## Task goal
At the line that includes "Target: ladybug shell", begin writing out the entries below exactly, and continue through the last line without adding anything.

********************

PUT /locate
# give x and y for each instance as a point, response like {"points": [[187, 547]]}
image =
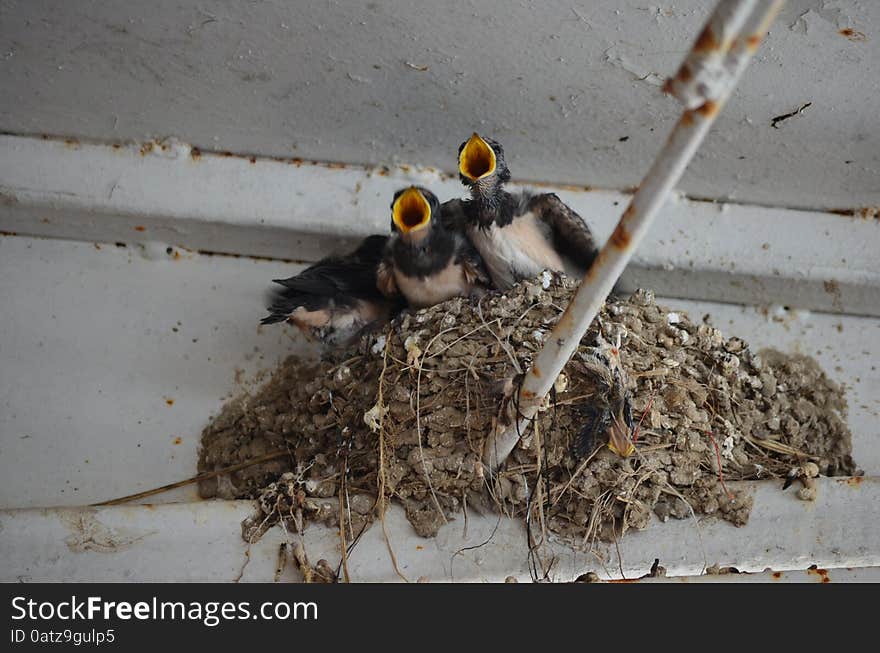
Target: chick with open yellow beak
{"points": [[518, 235], [425, 261]]}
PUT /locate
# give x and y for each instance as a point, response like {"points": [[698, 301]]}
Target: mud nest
{"points": [[404, 416]]}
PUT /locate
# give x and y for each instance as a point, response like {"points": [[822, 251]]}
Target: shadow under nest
{"points": [[405, 414]]}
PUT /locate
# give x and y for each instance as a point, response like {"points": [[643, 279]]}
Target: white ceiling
{"points": [[570, 88]]}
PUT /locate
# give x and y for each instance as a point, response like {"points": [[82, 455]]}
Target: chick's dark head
{"points": [[481, 165], [412, 211]]}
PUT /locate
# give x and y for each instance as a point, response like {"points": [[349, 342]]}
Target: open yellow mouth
{"points": [[618, 438], [477, 159], [411, 211]]}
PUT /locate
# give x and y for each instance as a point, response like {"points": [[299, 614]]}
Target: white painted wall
{"points": [[560, 83]]}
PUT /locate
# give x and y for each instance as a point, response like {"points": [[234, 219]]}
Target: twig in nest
{"points": [[718, 458], [281, 562], [668, 489], [419, 427], [195, 479], [380, 399]]}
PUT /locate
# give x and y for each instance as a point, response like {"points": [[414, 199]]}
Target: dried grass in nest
{"points": [[404, 418]]}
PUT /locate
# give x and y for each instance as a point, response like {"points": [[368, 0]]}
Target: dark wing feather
{"points": [[571, 236]]}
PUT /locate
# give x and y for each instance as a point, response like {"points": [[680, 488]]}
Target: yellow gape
{"points": [[477, 159], [411, 211]]}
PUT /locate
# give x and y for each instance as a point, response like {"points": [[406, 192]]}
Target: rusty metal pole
{"points": [[705, 80]]}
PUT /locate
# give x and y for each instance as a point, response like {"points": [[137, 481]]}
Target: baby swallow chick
{"points": [[337, 298], [518, 235], [608, 416], [425, 260]]}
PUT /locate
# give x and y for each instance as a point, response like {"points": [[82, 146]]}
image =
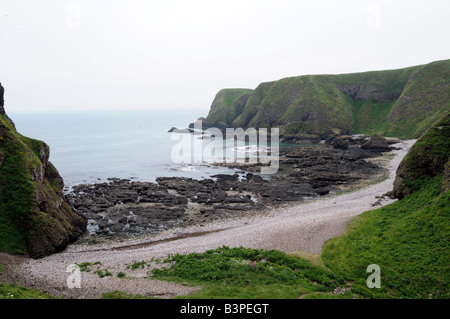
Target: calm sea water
{"points": [[91, 147]]}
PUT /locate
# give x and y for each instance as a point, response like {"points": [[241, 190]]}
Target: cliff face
{"points": [[35, 218], [399, 103], [427, 158]]}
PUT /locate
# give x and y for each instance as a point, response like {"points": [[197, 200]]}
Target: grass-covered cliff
{"points": [[400, 103], [409, 239], [35, 218]]}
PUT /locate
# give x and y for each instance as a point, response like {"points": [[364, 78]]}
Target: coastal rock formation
{"points": [[35, 218], [427, 158], [400, 103], [123, 208]]}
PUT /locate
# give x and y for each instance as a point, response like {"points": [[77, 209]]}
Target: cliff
{"points": [[35, 218], [400, 103], [429, 157]]}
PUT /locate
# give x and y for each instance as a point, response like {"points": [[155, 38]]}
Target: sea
{"points": [[93, 147]]}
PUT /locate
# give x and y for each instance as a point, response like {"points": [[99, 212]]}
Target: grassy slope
{"points": [[16, 189], [226, 106], [409, 240], [424, 100]]}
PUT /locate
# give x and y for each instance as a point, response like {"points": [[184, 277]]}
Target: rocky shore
{"points": [[122, 208]]}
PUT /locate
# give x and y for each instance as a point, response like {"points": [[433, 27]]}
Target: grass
{"points": [[242, 273], [16, 191], [16, 292], [408, 239]]}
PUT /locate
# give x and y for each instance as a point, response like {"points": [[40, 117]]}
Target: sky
{"points": [[66, 55]]}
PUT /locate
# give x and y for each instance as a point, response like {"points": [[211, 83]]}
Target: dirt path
{"points": [[302, 227]]}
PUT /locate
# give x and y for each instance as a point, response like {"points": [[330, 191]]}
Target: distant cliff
{"points": [[35, 218], [429, 157], [400, 103]]}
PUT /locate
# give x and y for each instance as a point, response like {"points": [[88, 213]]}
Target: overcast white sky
{"points": [[144, 54]]}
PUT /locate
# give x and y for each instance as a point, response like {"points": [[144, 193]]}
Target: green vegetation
{"points": [[227, 104], [16, 190], [87, 266], [248, 273], [16, 292], [400, 103], [409, 240], [425, 160], [35, 219]]}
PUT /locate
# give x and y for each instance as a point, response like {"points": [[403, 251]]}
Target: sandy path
{"points": [[302, 227]]}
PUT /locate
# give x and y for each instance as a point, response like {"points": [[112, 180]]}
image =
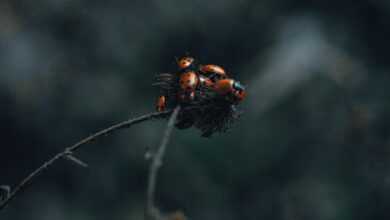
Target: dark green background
{"points": [[313, 142]]}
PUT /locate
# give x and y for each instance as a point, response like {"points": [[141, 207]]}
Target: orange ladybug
{"points": [[188, 83], [161, 103], [214, 72], [230, 88], [185, 62]]}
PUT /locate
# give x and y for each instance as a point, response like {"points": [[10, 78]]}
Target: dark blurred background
{"points": [[312, 142]]}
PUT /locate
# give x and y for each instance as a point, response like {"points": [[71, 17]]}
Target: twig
{"points": [[68, 152], [151, 211]]}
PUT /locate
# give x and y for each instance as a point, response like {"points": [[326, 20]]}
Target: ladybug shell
{"points": [[224, 86], [188, 81], [185, 62], [213, 69], [161, 102], [204, 81]]}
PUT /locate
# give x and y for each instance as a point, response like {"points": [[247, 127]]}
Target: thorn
{"points": [[6, 190], [74, 159]]}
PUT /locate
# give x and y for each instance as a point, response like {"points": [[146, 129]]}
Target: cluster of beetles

********************

## Response to the exercise
Target: ladybug shell
{"points": [[224, 86], [188, 81], [185, 62], [213, 69], [161, 102], [204, 81]]}
PUT /locate
# give x and y for each instance as a point, response like {"points": [[247, 127]]}
Target: thorn
{"points": [[6, 190], [74, 159]]}
PUT /locate
# give x and y for each instance as a point, response like {"points": [[146, 129]]}
Target: cluster of beetles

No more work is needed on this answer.